◆ Description of the task ◆
Select every line in the records below that contains the word "stone", and copy each one out.

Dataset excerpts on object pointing
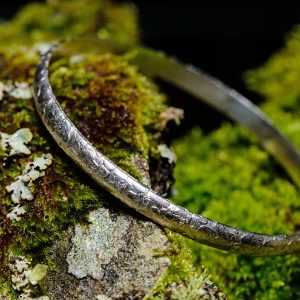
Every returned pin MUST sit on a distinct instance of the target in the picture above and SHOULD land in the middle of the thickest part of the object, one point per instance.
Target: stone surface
(113, 257)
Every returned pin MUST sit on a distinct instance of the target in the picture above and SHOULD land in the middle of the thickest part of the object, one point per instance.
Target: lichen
(15, 143)
(120, 260)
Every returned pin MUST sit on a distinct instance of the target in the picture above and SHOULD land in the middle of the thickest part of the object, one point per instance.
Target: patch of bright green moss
(56, 20)
(228, 177)
(110, 102)
(182, 280)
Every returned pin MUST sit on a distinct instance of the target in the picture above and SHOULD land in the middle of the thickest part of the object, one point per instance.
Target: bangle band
(145, 200)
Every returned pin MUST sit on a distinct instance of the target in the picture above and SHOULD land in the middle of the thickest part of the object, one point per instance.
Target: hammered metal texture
(138, 196)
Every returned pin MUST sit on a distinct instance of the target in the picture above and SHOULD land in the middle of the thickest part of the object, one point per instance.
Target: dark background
(224, 38)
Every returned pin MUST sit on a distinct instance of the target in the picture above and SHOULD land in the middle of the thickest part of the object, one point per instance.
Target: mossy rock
(228, 177)
(61, 235)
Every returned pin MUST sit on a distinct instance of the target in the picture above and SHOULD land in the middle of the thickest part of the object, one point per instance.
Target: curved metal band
(143, 199)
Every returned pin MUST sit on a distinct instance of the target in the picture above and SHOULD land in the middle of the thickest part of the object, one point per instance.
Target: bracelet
(146, 201)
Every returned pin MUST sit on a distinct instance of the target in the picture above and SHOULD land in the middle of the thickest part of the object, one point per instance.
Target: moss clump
(110, 102)
(54, 20)
(117, 108)
(230, 178)
(182, 280)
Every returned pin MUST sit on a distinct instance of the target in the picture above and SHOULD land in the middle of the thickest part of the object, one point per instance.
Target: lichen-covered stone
(113, 256)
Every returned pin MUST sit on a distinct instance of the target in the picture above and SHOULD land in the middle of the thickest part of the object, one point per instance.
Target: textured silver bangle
(143, 199)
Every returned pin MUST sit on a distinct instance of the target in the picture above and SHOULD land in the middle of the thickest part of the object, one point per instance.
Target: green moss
(55, 20)
(229, 177)
(109, 101)
(182, 280)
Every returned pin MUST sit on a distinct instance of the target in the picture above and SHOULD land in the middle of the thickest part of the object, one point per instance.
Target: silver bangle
(145, 200)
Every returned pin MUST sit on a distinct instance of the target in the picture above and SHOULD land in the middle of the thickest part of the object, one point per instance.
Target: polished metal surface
(143, 199)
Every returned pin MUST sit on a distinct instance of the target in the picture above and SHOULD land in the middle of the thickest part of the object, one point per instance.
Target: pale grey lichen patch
(93, 246)
(20, 188)
(167, 153)
(15, 143)
(114, 257)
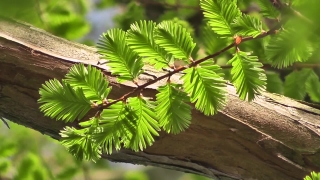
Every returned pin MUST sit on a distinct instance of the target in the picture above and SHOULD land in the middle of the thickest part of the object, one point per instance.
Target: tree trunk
(273, 137)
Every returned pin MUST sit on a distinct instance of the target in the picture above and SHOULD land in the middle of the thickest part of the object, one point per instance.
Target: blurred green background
(26, 154)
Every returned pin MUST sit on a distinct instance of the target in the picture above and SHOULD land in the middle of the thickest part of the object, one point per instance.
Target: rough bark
(272, 137)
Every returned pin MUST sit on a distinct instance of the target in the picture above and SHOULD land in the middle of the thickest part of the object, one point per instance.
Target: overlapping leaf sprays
(133, 121)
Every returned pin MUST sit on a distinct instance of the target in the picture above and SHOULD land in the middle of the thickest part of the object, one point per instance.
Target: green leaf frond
(146, 123)
(80, 144)
(60, 101)
(140, 39)
(267, 9)
(117, 127)
(211, 41)
(172, 109)
(313, 87)
(286, 48)
(206, 87)
(246, 25)
(91, 80)
(121, 59)
(247, 75)
(220, 14)
(294, 86)
(175, 40)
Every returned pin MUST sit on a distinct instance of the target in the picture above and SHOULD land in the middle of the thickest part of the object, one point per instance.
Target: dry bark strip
(271, 138)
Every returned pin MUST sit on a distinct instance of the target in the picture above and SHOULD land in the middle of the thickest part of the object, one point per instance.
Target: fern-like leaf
(174, 39)
(117, 125)
(122, 60)
(80, 144)
(220, 15)
(172, 109)
(211, 41)
(247, 75)
(246, 25)
(206, 88)
(140, 39)
(60, 101)
(91, 80)
(286, 48)
(267, 9)
(146, 123)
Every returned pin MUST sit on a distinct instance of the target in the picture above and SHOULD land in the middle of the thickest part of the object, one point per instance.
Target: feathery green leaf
(146, 123)
(267, 9)
(246, 25)
(206, 88)
(211, 41)
(59, 101)
(172, 109)
(174, 39)
(247, 75)
(220, 15)
(117, 125)
(121, 59)
(80, 144)
(140, 38)
(91, 80)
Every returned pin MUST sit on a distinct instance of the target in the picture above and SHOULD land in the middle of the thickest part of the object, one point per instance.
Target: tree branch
(271, 137)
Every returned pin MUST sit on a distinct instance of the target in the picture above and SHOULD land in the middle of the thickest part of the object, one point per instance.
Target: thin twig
(269, 66)
(193, 64)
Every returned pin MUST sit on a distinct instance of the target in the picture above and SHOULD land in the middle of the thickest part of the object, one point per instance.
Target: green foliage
(220, 15)
(146, 124)
(175, 40)
(94, 85)
(172, 109)
(123, 61)
(140, 39)
(133, 120)
(247, 26)
(62, 102)
(267, 9)
(206, 87)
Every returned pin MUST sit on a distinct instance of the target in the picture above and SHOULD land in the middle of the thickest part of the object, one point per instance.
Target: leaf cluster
(133, 121)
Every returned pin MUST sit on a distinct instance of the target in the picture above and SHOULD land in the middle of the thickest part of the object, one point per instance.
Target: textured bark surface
(271, 138)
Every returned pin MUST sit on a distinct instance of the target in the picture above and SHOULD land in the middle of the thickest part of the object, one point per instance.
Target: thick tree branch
(272, 137)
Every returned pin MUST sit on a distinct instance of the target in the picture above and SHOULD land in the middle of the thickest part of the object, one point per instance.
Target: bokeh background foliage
(26, 154)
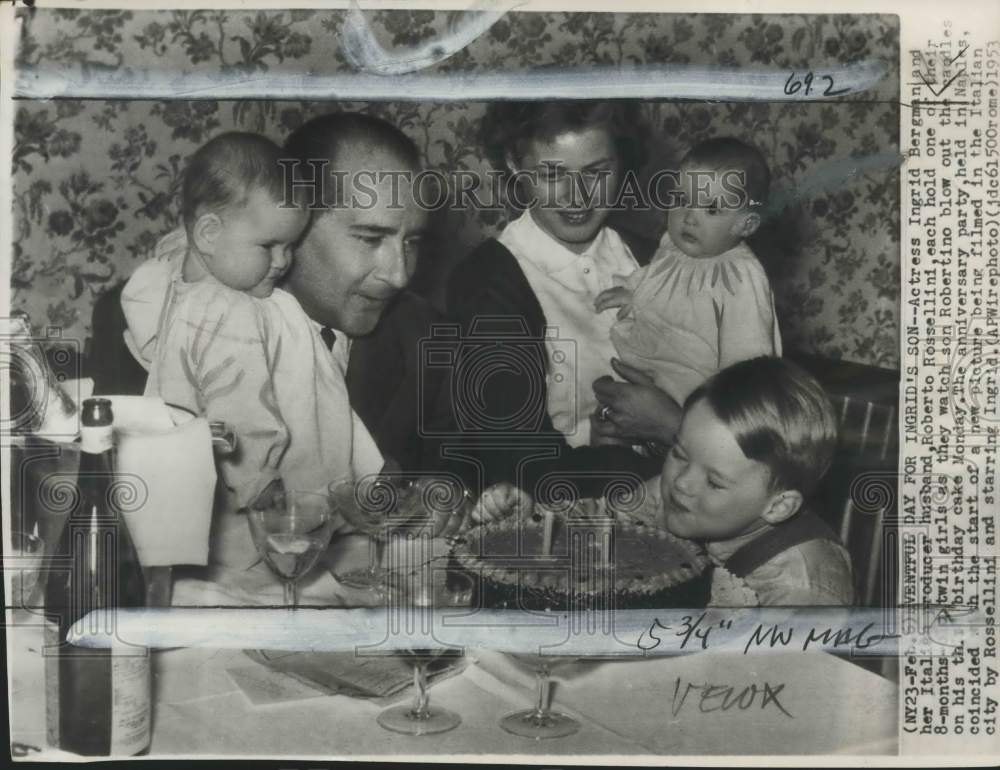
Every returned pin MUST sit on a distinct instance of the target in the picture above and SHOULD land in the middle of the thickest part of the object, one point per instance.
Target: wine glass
(366, 505)
(290, 529)
(377, 505)
(422, 592)
(541, 721)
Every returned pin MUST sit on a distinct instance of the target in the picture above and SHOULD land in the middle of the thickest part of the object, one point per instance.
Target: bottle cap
(96, 413)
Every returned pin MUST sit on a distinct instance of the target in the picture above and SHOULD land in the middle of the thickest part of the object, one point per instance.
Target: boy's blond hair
(779, 415)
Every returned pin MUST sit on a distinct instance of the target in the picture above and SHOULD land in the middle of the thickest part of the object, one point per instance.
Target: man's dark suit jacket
(383, 376)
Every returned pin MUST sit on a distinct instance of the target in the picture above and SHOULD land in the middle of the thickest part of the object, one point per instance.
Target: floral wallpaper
(96, 182)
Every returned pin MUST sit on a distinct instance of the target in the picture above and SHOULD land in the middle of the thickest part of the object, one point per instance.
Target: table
(635, 707)
(631, 707)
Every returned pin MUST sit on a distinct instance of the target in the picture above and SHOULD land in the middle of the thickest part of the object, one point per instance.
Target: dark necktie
(329, 337)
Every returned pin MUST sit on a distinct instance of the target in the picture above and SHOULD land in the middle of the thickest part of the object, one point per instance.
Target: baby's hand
(500, 501)
(617, 296)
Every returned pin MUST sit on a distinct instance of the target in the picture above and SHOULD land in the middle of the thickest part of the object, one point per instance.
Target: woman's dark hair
(507, 128)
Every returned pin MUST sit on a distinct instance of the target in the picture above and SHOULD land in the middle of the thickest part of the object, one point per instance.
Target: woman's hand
(636, 410)
(500, 501)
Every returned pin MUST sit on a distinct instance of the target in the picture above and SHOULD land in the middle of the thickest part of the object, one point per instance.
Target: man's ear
(205, 233)
(749, 224)
(782, 506)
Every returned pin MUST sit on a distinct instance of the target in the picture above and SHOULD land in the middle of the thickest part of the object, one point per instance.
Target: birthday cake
(617, 565)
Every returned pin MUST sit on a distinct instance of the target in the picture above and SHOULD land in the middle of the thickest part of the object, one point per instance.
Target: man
(349, 275)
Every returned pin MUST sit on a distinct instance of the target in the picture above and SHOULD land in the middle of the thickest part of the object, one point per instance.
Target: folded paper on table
(353, 673)
(169, 476)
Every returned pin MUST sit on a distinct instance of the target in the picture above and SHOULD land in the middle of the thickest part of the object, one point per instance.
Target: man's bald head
(361, 247)
(342, 139)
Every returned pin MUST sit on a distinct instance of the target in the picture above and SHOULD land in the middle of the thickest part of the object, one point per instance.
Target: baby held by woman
(703, 302)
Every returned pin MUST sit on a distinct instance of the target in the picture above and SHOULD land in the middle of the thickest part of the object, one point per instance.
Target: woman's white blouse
(578, 340)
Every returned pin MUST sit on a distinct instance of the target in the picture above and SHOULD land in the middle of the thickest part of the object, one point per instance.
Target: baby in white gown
(703, 302)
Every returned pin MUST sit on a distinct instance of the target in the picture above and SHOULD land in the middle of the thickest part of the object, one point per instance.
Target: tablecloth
(780, 703)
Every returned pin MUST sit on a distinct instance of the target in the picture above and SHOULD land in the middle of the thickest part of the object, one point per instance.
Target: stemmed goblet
(377, 505)
(541, 721)
(423, 593)
(290, 529)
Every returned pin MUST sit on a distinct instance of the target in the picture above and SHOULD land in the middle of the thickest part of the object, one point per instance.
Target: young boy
(226, 344)
(703, 302)
(754, 441)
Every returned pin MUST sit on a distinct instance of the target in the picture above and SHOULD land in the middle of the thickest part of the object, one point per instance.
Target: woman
(533, 345)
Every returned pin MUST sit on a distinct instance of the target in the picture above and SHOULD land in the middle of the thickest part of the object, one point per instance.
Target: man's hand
(500, 501)
(603, 432)
(636, 410)
(618, 297)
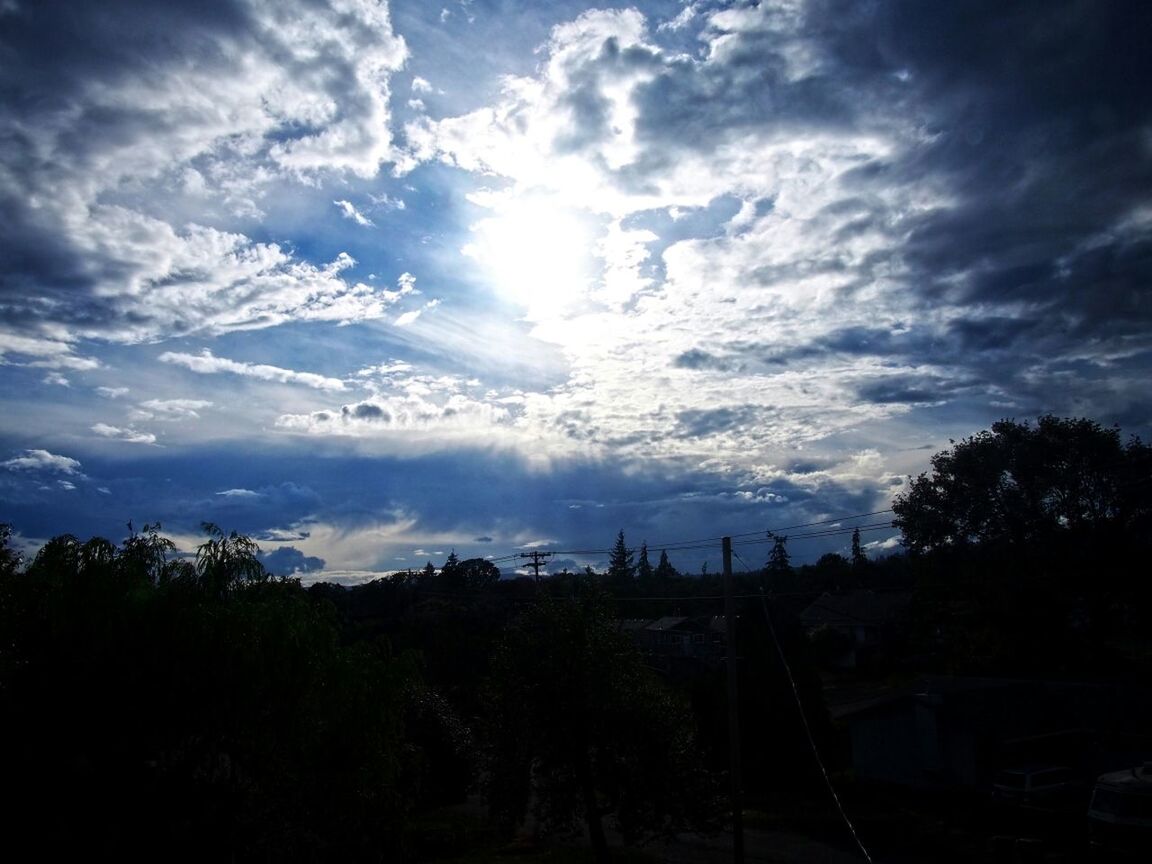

◆ Output for this exercise ◆
Target: stone surface
Target: lichen-covered stone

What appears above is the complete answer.